Copy word for word the lines of the records below, starting at the line that contains "Prove the green grass" and stopping after the line that contains "436, 332], [363, 298, 379, 312]]".

........

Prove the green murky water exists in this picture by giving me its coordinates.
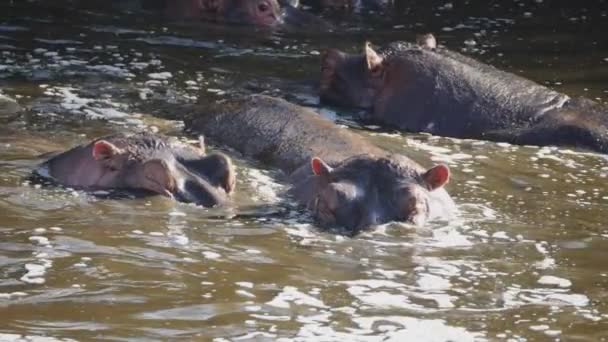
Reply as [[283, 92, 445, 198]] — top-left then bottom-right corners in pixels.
[[0, 1, 608, 341]]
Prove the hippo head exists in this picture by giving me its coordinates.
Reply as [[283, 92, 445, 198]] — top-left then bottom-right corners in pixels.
[[308, 157, 450, 232], [47, 134, 235, 207], [200, 0, 282, 27], [320, 43, 385, 109], [416, 33, 437, 49]]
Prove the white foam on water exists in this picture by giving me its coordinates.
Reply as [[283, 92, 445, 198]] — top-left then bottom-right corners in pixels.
[[277, 316, 485, 342], [246, 169, 284, 203], [235, 281, 253, 289], [39, 87, 142, 126], [416, 273, 451, 291], [235, 290, 256, 298], [19, 264, 49, 285], [28, 235, 51, 246], [0, 333, 77, 342], [373, 268, 407, 279], [266, 286, 328, 309], [538, 276, 572, 288], [148, 71, 173, 80], [528, 324, 550, 331], [503, 286, 590, 308], [202, 251, 222, 260], [87, 65, 135, 78]]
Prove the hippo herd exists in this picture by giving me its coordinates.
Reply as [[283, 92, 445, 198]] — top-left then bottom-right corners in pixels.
[[21, 0, 608, 234]]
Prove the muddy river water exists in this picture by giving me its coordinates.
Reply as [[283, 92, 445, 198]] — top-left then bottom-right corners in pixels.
[[0, 0, 608, 341]]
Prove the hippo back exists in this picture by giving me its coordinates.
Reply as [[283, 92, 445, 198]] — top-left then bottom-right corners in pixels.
[[186, 95, 386, 173]]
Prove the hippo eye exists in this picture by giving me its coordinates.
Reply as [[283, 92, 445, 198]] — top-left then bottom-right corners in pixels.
[[258, 2, 270, 13]]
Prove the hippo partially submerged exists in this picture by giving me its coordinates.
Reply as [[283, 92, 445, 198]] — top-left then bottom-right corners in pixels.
[[41, 133, 235, 207], [185, 95, 453, 233], [320, 35, 608, 153]]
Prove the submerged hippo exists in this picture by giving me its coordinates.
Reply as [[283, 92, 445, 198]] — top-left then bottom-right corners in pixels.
[[42, 133, 235, 207], [0, 93, 21, 117], [185, 95, 453, 233], [320, 35, 608, 153]]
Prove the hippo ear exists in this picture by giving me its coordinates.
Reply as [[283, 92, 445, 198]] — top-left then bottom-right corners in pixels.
[[202, 0, 224, 13], [416, 33, 437, 50], [321, 49, 344, 76], [141, 159, 176, 197], [422, 164, 450, 191], [365, 42, 383, 76], [93, 140, 124, 160], [310, 157, 333, 177], [198, 135, 207, 154]]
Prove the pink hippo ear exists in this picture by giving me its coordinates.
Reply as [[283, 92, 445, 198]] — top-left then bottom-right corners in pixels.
[[422, 164, 450, 191], [365, 42, 383, 76], [93, 140, 124, 160], [310, 157, 333, 177], [321, 49, 345, 89], [140, 159, 176, 198], [416, 33, 437, 50]]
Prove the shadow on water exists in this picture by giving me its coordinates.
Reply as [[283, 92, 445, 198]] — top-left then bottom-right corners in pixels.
[[0, 0, 608, 341]]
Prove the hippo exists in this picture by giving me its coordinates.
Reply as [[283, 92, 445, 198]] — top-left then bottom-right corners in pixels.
[[320, 35, 608, 153], [37, 133, 235, 207], [184, 95, 454, 234], [0, 93, 22, 117]]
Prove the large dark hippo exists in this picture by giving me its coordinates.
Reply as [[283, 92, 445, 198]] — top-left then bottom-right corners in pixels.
[[320, 35, 608, 153], [38, 133, 235, 207], [185, 95, 453, 233], [0, 93, 21, 117]]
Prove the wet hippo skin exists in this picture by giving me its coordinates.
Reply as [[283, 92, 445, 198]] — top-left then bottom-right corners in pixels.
[[185, 95, 453, 233], [320, 35, 608, 153], [41, 133, 235, 207]]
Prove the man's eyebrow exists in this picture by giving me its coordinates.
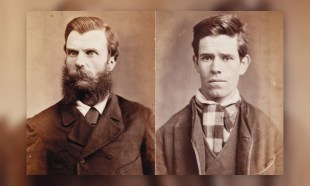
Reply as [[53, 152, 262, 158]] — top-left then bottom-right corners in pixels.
[[67, 48, 78, 52], [199, 53, 215, 56], [83, 48, 98, 52], [219, 53, 235, 57]]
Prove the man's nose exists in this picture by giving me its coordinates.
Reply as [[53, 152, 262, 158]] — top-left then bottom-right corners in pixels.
[[210, 59, 222, 74], [75, 52, 87, 68]]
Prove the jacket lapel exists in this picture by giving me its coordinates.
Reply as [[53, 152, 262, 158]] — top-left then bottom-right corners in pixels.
[[191, 98, 206, 175], [236, 99, 253, 175], [81, 94, 124, 158]]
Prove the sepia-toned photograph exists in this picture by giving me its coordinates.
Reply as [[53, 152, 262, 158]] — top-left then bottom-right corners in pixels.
[[26, 11, 155, 175], [155, 11, 284, 175]]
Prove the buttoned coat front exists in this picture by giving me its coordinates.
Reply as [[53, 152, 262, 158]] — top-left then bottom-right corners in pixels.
[[27, 94, 155, 175]]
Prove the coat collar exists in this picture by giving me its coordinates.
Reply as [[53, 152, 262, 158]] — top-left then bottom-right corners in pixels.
[[61, 93, 125, 157], [189, 97, 253, 175]]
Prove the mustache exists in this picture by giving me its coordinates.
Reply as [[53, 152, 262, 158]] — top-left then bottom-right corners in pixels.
[[62, 67, 113, 104], [64, 67, 94, 81]]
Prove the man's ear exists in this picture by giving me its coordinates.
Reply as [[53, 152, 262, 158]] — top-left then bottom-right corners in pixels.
[[107, 56, 116, 71], [193, 55, 200, 73], [239, 54, 251, 75]]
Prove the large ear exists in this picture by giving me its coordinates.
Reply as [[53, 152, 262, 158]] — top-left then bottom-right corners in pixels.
[[107, 56, 116, 71], [193, 55, 200, 73], [239, 54, 251, 75]]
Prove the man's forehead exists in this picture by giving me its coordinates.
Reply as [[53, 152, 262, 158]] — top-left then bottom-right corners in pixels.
[[67, 30, 107, 48], [199, 35, 238, 52]]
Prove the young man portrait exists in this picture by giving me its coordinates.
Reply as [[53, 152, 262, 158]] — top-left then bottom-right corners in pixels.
[[156, 14, 283, 175]]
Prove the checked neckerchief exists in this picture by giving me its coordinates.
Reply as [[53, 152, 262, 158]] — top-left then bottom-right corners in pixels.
[[195, 99, 240, 155]]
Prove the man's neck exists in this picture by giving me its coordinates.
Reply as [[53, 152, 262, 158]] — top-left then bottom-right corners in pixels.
[[199, 88, 240, 105]]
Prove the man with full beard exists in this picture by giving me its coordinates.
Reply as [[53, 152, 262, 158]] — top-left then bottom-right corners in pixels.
[[27, 17, 155, 175]]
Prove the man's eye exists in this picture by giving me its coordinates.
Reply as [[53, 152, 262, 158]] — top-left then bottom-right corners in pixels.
[[86, 51, 97, 56], [223, 56, 233, 61], [201, 56, 213, 61], [68, 50, 79, 57]]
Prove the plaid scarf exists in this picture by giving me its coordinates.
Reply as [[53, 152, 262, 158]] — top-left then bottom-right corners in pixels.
[[195, 92, 240, 155]]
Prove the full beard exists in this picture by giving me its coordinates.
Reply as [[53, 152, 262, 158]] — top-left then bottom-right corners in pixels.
[[62, 67, 113, 106]]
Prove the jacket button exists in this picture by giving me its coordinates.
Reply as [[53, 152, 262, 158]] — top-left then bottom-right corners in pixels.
[[105, 153, 113, 160]]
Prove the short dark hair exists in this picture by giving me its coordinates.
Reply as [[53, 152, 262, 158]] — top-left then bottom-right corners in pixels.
[[192, 14, 248, 59], [64, 17, 119, 60]]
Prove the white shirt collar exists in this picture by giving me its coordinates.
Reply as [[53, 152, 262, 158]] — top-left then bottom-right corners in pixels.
[[195, 89, 241, 106], [76, 95, 109, 116]]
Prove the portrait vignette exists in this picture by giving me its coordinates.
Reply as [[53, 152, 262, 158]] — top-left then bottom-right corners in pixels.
[[156, 11, 285, 175], [26, 11, 155, 117]]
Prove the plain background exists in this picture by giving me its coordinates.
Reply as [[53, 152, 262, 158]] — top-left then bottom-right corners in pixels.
[[156, 11, 283, 128], [27, 11, 155, 117]]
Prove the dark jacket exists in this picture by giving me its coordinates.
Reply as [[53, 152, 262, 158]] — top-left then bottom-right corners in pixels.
[[156, 98, 283, 175], [27, 94, 155, 175]]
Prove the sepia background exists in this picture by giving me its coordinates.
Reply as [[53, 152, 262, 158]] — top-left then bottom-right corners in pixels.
[[27, 12, 155, 117], [156, 11, 283, 128]]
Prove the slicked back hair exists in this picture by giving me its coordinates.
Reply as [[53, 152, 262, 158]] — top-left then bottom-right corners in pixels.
[[64, 17, 119, 60], [192, 14, 248, 59]]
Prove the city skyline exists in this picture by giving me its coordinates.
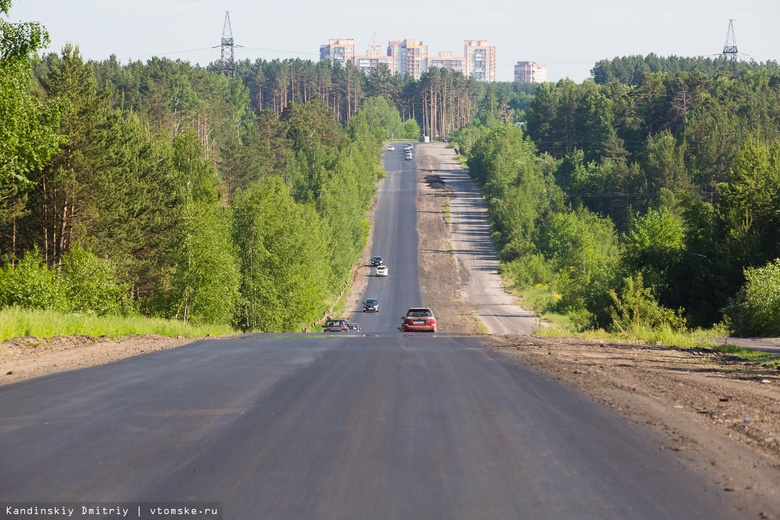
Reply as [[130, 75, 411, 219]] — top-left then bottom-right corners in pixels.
[[5, 0, 780, 82]]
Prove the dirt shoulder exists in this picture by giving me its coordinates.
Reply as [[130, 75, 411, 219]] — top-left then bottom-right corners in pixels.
[[0, 142, 780, 518], [417, 142, 780, 518]]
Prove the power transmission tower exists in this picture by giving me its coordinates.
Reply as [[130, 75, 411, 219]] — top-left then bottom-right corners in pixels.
[[219, 11, 236, 80], [721, 20, 739, 74]]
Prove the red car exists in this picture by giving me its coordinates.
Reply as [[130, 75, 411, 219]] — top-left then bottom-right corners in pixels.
[[401, 307, 436, 332], [322, 319, 349, 332]]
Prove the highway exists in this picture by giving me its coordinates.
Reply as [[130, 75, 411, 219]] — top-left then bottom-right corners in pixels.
[[0, 147, 743, 520]]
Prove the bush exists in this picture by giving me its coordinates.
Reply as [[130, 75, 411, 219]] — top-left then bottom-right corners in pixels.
[[610, 274, 687, 337], [0, 250, 67, 310], [726, 258, 780, 337], [61, 245, 132, 316]]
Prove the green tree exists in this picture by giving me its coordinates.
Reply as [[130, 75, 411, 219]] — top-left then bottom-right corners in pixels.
[[0, 0, 60, 263], [232, 178, 328, 332], [60, 244, 132, 316], [0, 250, 68, 311], [726, 259, 780, 337]]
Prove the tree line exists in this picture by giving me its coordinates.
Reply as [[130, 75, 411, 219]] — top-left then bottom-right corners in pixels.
[[0, 0, 403, 331], [7, 0, 780, 333], [457, 66, 780, 335]]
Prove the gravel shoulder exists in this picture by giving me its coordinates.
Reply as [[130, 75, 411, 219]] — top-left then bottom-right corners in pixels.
[[0, 144, 780, 518]]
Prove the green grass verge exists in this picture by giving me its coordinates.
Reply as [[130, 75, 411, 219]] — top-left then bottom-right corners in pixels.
[[0, 307, 236, 341]]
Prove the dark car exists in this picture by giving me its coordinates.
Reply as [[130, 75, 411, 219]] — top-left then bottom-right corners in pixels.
[[322, 318, 349, 332], [401, 307, 436, 332], [363, 298, 379, 312]]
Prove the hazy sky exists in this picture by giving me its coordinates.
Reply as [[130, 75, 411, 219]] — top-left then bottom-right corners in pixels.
[[8, 0, 780, 82]]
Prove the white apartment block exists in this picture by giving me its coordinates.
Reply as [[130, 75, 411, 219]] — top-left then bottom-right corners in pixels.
[[320, 38, 355, 65], [463, 40, 496, 82], [387, 38, 428, 80], [428, 51, 466, 74], [354, 47, 395, 74], [515, 61, 547, 83], [320, 38, 496, 82]]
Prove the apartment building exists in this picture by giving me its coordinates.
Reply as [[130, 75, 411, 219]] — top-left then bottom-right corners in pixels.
[[428, 51, 466, 74], [320, 38, 355, 65], [515, 61, 547, 83], [354, 46, 395, 74], [387, 39, 428, 80], [320, 38, 496, 82], [463, 40, 496, 82]]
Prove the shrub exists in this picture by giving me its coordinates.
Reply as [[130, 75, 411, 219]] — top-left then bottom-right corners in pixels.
[[0, 250, 67, 310], [610, 274, 687, 337], [61, 244, 131, 316], [726, 258, 780, 337]]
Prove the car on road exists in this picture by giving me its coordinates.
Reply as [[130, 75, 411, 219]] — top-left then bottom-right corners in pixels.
[[363, 298, 379, 312], [401, 307, 436, 332], [322, 318, 349, 332]]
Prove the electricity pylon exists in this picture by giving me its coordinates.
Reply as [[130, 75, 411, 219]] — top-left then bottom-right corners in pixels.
[[219, 11, 236, 80], [721, 20, 739, 74]]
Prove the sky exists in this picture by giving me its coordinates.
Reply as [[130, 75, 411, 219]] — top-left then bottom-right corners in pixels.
[[6, 0, 780, 83]]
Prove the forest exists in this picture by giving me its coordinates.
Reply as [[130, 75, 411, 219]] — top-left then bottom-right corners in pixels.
[[0, 0, 780, 335], [456, 60, 780, 336]]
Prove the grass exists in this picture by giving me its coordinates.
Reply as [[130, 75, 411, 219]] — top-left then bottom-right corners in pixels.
[[715, 343, 780, 370], [503, 275, 780, 360], [0, 307, 236, 341]]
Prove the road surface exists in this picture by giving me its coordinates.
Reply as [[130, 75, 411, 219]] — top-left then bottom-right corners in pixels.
[[0, 143, 744, 520]]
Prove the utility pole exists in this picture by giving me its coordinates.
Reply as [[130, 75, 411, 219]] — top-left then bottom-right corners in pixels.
[[219, 11, 236, 81], [721, 20, 739, 75]]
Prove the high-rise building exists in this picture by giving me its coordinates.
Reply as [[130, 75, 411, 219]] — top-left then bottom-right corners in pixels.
[[355, 46, 395, 74], [515, 61, 547, 83], [320, 38, 355, 65], [387, 39, 428, 80], [428, 51, 466, 74], [463, 40, 496, 82]]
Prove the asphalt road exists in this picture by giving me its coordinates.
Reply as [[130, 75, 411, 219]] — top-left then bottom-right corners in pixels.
[[0, 144, 743, 520], [424, 143, 541, 335]]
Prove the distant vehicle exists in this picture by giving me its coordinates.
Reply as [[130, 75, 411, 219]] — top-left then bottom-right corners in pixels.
[[401, 307, 436, 332], [322, 318, 349, 332], [363, 298, 379, 312]]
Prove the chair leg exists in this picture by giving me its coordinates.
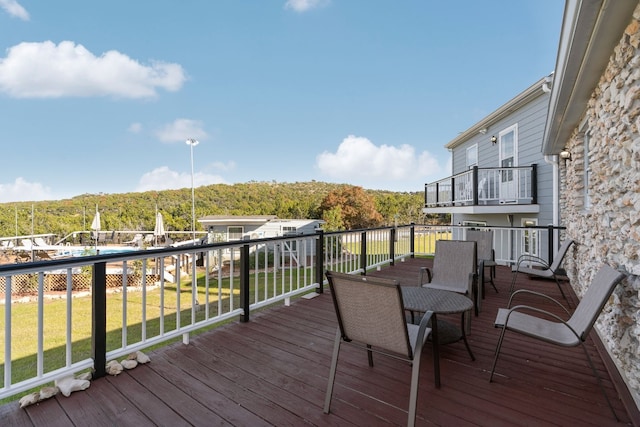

........

▸ **The response**
Prove the green grass verge exists in this picture by giving me its coordinates.
Reply as [[130, 75, 411, 219]] — top-left then bottom-right corners in pixels.
[[0, 307, 236, 341]]
Prove the dark car exists in this picture by giving me its coordinates.
Reply as [[130, 75, 411, 219]] — top-left then bottom-right corners in pixels.
[[322, 318, 349, 332], [401, 307, 436, 332], [363, 298, 379, 312]]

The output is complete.